____ Excerto transcrito

2. Paulo Cafôfo decidiu dar um passo em frente e numa jogada calculada mas politicamente corajosa decidiu convocar eleições internas no partido para o fim deste mês. Foi a resposta menos esperada, mas a mais desafiadora, ao repto lançado, no DIÁRIO, pelo seu arqui-rival Carlos Pereira, que não lhe perdoa a desfaçatez de o ter excluído da lista de deputados à Assembleia da República. Experimentado, o parlamentar eleito por Lisboa não mordeu o isco e acusou Cafôfo de “jogo sujo” e de condicionar o resultado do escrutínio com um prazo demasiado curto, insuficiente para se organizar. Pereira foi apanhado desprevenido pelo avanço de Cafôfo mas demonstra, com a sua reacção, que não tem ‘tropas’ para disputar a liderança. Quem se adianta tem de ter uma equipa pronta. Não tem!

O actual líder socialista vai ser reeleito e sairá com legitimação reforçada, mas ficará refém do resultado que alcançar nas regionais antecipadas. Se não aumentar o score obtido em Maio passado a contestação interna voltará e o PS não terá paz.

3. Sejamos claros: os problemas do Serviço de Saúde da Região são as altas problemáticas que entopem o Serviço de Urgência e fazem adiar cirurgias programadas, a ruptura sistemática de medicamentos, muitos por falta de pagamento aos fornecedores e a iliteracia em saúde da população, que se desloca ao hospital por situações injustificadas, nada urgentes. Alguém que tem uma dor nas costas há seis meses ou está com a “cabeça estonteada” há dois não pode atrapalhar o normal funcionamento de um serviço que está concebido para tratar de casos agudos.

A literacia em saúde tem de ser, por isso, uma prioridade, como a prevenção rodoviária, ensinada desde o primeiro ano da escola.

Por mais cómodo que possa parecer os utentes não podem pensar que um serviço de urgência serve para tirar dúvidas, fazer exames complementares de diagnóstico e passar receitas a qualquer hora do dia ou da noite.

Outra grande dor de cabeça são as altas clínicas não resolvidas, com cada vez mais idosos a ocuparem os corredores do hospital, encostados a uma parede fria e em estado de semi-abandono, muitos cognitivamente afectados. O cenário repete-se e é familiar a todos os que se deslocam ao hospital.

________
____ Material de estudo

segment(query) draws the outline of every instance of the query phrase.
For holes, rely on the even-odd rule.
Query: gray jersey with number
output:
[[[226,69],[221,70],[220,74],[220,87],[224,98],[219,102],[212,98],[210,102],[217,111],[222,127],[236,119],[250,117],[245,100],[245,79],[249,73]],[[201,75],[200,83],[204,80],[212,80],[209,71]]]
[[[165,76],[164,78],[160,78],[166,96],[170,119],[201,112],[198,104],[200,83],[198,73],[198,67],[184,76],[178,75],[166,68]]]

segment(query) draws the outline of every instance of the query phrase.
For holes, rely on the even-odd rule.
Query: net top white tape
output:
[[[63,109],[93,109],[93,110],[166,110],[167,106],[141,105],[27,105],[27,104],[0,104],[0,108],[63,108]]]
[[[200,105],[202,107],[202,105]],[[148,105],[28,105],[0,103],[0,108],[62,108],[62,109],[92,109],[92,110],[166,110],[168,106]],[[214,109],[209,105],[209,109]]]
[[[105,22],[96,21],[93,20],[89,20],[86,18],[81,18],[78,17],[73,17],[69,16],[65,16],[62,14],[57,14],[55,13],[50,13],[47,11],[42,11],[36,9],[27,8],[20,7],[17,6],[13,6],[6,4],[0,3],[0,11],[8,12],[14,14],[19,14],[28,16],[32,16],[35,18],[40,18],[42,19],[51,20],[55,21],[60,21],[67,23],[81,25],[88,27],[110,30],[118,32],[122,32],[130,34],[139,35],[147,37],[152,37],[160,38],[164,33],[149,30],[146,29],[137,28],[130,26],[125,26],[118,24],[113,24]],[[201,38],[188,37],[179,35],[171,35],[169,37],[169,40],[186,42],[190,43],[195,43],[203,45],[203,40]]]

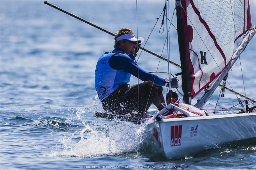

________

Problema 1. Segundo o excerto, de que lista Paulo Cafôfo excluiu Carlos Pereira?
Problema 2. Devolva, sem alterações, o trecho do excerto que vai de "2. Paulo Cafôfo" até "pronta. Não tem!".
Problema 3. Retome o texto sobre Paulo Cafôfo e o Serviço de Saúde da Região, continuando a partir da última frase apresentada.

Resposta escrita 1. Da lista de deputados à Assembleia da República.

Resposta escrita 2.
2. Paulo Cafôfo decidiu dar um passo em frente e numa jogada calculada mas politicamente corajosa decidiu convocar eleições internas no partido para o fim deste mês. Foi a resposta menos esperada, mas a mais desafiadora, ao repto lançado, no DIÁRIO, pelo seu arqui-rival Carlos Pereira, que não lhe perdoa a desfaçatez de o ter excluído da lista de deputados à Assembleia da República. Experimentado, o parlamentar eleito por Lisboa não mordeu o isco e acusou Cafôfo de “jogo sujo” e de condicionar o resultado do escrutínio com um prazo demasiado curto, insuficiente para se organizar. Pereira foi apanhado desprevenido pelo avanço de Cafôfo mas demonstra, com a sua reacção, que não tem ‘tropas’ para disputar a liderança. Quem se adianta tem de ter uma equipa pronta. Não tem!

Resposta escrita 3.
A resposta social falha há muitos anos. A justificação da falta de camas nos lares começa a não convencer. Tem de ser encontrado um caminho que garanta dignidade aos que precisam de cuidados permanentes e aos seus familiares. O apoio aos idosos fragilizados e carenciados de cuidados multidisciplinares tem de assentar numa rede pública eficaz, tal como acontece com as creches e com o ensino pré-escolar. Basta observarmos as estatísticas para concluirmos que este é um problema sem fim à vista. Não vale a pena ignorá-lo, nem pedir milagres às famílias, que não podem ou não têm condições, na grande maioria dos casos, para cuidar 24h por dia, 356 dias por ano de um idoso dependente, mesmo que haja ajuda domiciliária. A forma como a sociedade está alicerçada não permite que um trabalhador abdique da sua carreira para cuidar dos pais ou dos avós. É esta a realidade que tem de ser compreendida. Se não houver vontade política a questão das altas problemáticas vai intensificar-se, em prejuízo de todo o sistema de saúde.

Já sobre a falta de medicamentos, que o Governo Regional tem muita dificuldade em admitir publicamente, pergunte-se aos médicos que todos os dias dão o seu melhor na principal porta de entrada do hospital, se dispõem sempre dos fármacos mais adequados para aquela patologia. Tanto o governo como o secretário da Saúde sabem que não e que muitas vezes são muitos os que tão em falta. Perguntem igualmente aos utentes que fazem medicação específica dispensada exclusivamente pela farmácia hospitalar quantas vezes voltaram para trás sem o tratamento prescrito. Há já casos de espera superior a um mês. Usar o governo de gestão como desculpa é desonesto, porque os problemas reais e concretos são tão antigos como as justificações exacerbadas da tutela quando confrontada com a realidade dos factos.